# RECORDS FOR THIS EXERCISE:
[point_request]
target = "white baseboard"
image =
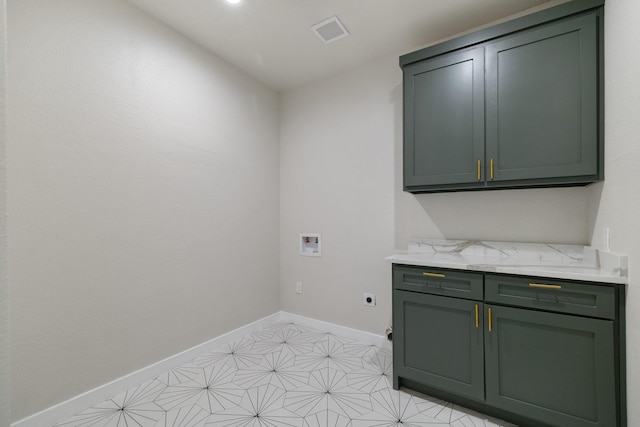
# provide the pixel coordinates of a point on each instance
(60, 412)
(354, 334)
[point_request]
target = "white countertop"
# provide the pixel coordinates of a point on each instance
(571, 262)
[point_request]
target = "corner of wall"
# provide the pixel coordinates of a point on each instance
(5, 406)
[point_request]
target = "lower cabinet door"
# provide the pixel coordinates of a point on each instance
(555, 368)
(438, 342)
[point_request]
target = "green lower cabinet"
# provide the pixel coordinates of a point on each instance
(533, 351)
(555, 368)
(423, 346)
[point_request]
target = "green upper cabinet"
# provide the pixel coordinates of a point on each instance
(444, 119)
(516, 105)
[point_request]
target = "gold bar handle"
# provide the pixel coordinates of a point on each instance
(477, 320)
(543, 286)
(442, 276)
(491, 171)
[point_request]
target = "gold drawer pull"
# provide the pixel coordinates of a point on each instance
(490, 320)
(434, 275)
(541, 286)
(477, 320)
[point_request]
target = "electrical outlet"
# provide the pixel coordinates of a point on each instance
(369, 300)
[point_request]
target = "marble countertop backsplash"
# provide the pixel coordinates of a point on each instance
(573, 262)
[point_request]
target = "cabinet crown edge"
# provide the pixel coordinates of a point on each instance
(485, 34)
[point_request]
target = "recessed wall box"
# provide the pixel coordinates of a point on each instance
(310, 244)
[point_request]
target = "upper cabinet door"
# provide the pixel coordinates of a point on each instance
(444, 120)
(542, 103)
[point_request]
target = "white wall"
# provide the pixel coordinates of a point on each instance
(5, 381)
(341, 175)
(616, 202)
(143, 196)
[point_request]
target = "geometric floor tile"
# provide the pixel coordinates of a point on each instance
(283, 376)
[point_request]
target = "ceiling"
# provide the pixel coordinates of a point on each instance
(272, 40)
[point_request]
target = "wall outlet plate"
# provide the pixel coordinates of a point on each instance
(310, 244)
(369, 300)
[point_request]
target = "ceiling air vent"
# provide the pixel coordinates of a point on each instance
(330, 30)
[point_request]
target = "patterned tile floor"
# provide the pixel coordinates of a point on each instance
(287, 375)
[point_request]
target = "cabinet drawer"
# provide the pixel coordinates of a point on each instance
(552, 295)
(438, 281)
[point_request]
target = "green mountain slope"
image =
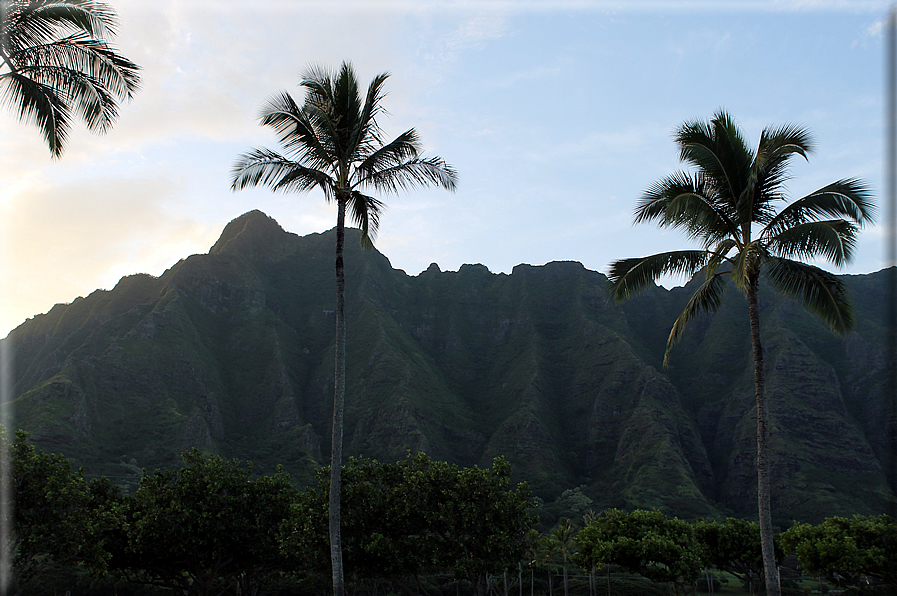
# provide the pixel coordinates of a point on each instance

# PROBLEM STATEMENT:
Repeat the material exactly. Any picture in it should be dropped.

# ANSWER SECTION:
[point_request]
target = "white baseboard"
image =
# provide the pixel coordinates of a point on each instance
(60, 412)
(354, 334)
[point_request]
target = "white countertop"
# provide the pixel coordinates of a point on each instance
(571, 262)
[point_request]
target = "corner of wall"
# provide the pixel coordinates of a point on each instance
(5, 406)
[point_request]
target = "lower cabinet door"
# provide the pixel coordinates of a point on each instance
(555, 368)
(438, 342)
[point_request]
target = "green lower cabinet"
# provide the pixel coordinates of a point on each instance
(533, 351)
(555, 368)
(423, 346)
[point_request]
target = "green upper cabinet"
# provide the pixel coordinates of a point on each instance
(444, 119)
(516, 105)
[point_request]
target = "gold bar handle"
# provide the pixel coordinates of a point on each instance
(477, 320)
(543, 286)
(442, 276)
(491, 171)
[point_request]
target = "gold drawer pull"
# provide the pixel coordinates of a point on each instance
(490, 320)
(434, 275)
(541, 286)
(477, 320)
[point_request]
target = "electrical outlet"
# provide the pixel coordinates of a point on each instance
(369, 300)
[point_request]
target = "marble countertop backsplash"
# provide the pixel coordinates of a point on each instance
(573, 262)
[point_request]
target = "cabinet crown edge"
# provide the pixel coordinates of a point on each instance
(485, 34)
[point_request]
target = "recessed wall box"
# provide the pixel coordinates of a point on each instance
(310, 244)
[point_request]
target = "upper cabinet door"
# provide the pixel coordinates of a point on each instance
(444, 120)
(542, 103)
[point_request]
target = "white wall"
# provide the pixel coordinates of a point on each instance
(5, 381)
(341, 175)
(616, 202)
(143, 196)
[point_request]
target = "geometric floor tile"
# provide the pixel coordinates of a point on each instance
(283, 376)
[point_request]
target = "ceiling"
# provide the pixel coordinates of a point on each instance
(272, 40)
[point_request]
target = "wall outlet plate"
# provide the pixel coordinates of a point on each instance
(310, 244)
(369, 300)
[point_request]
target = "ceiling air vent"
# provide the pixel coordinates of a point on each instance
(330, 30)
[point_request]
target = "patterned tile floor"
# provide the pixel coordinates of a point on each instance
(287, 375)
[point_request]
target = "cabinet drawer"
# provide the pixel coordinates of a point on each instance
(552, 295)
(438, 281)
[point_request]
target = "green mountain slope"
image =
# provide the pixel coordinates of a point on each instance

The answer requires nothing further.